#### GOAL OF THE EXERCISE:
Line by line, reproduce the records exactly.

THE DATA section start

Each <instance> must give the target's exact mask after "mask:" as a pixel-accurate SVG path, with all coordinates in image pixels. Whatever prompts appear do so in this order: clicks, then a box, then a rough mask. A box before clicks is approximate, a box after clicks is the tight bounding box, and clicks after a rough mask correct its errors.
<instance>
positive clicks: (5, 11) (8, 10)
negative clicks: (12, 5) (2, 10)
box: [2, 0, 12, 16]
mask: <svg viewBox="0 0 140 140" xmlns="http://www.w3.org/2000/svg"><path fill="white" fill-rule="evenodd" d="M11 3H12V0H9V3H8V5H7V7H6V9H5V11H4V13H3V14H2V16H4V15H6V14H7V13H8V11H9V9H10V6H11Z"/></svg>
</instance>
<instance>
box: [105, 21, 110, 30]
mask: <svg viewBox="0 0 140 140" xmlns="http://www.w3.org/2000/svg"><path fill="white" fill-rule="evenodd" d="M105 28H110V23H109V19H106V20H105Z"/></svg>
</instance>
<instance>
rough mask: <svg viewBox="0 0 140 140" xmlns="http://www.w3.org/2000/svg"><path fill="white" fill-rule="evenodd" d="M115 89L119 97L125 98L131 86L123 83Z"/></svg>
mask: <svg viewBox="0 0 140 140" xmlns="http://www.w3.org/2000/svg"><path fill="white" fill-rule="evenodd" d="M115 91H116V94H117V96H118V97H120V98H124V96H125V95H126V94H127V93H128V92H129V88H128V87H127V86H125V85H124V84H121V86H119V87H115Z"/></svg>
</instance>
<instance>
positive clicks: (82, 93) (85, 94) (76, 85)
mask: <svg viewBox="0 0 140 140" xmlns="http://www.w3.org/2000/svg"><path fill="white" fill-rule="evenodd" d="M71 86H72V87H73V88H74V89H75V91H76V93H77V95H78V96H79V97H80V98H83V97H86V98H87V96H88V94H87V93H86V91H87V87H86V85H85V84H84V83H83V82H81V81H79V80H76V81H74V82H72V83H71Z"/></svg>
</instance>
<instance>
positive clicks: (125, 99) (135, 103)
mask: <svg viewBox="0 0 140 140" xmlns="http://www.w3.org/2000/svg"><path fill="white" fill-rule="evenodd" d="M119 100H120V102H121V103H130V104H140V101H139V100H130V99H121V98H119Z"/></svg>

THE DATA section end

#### OUTPUT OF THE TASK:
Each <instance> must give the target's exact mask after "mask:" as a pixel-accurate SVG path, with all coordinates in image pixels. Whatever prompts appear do so in this order: clicks, then a box, then a rough mask. A box before clicks is approximate, a box after clicks is the tight bounding box, and clicks after a rough mask correct its errors.
<instance>
positive clicks: (5, 11) (8, 10)
negative clicks: (12, 5) (2, 10)
box: [2, 0, 12, 16]
mask: <svg viewBox="0 0 140 140" xmlns="http://www.w3.org/2000/svg"><path fill="white" fill-rule="evenodd" d="M11 3H12V0H9V3H8V5H7V7H6V9H5V11H4V13H3V14H2V16H4V15H6V14H7V13H8V11H9V9H10V6H11Z"/></svg>
</instance>
<instance>
box: [105, 21, 110, 30]
mask: <svg viewBox="0 0 140 140" xmlns="http://www.w3.org/2000/svg"><path fill="white" fill-rule="evenodd" d="M105 28H110V23H109V19H106V20H105Z"/></svg>
</instance>
<instance>
rough mask: <svg viewBox="0 0 140 140" xmlns="http://www.w3.org/2000/svg"><path fill="white" fill-rule="evenodd" d="M115 89L119 97L125 98L131 86L123 83Z"/></svg>
mask: <svg viewBox="0 0 140 140" xmlns="http://www.w3.org/2000/svg"><path fill="white" fill-rule="evenodd" d="M115 91H116V94H117V96H118V97H120V98H124V96H125V95H126V94H127V93H128V92H129V88H128V87H127V86H125V85H124V84H121V86H119V87H115Z"/></svg>
</instance>
<instance>
positive clicks: (82, 93) (85, 94) (76, 85)
mask: <svg viewBox="0 0 140 140" xmlns="http://www.w3.org/2000/svg"><path fill="white" fill-rule="evenodd" d="M71 86H72V87H73V88H74V89H75V91H76V93H77V95H78V96H79V97H80V98H83V97H86V98H87V96H88V94H87V93H86V91H87V87H86V85H85V84H84V83H83V82H81V81H79V80H76V81H74V82H72V83H71Z"/></svg>
</instance>
<instance>
positive clicks: (125, 99) (135, 103)
mask: <svg viewBox="0 0 140 140" xmlns="http://www.w3.org/2000/svg"><path fill="white" fill-rule="evenodd" d="M119 100H120V102H121V103H130V104H140V101H139V100H130V99H121V98H119Z"/></svg>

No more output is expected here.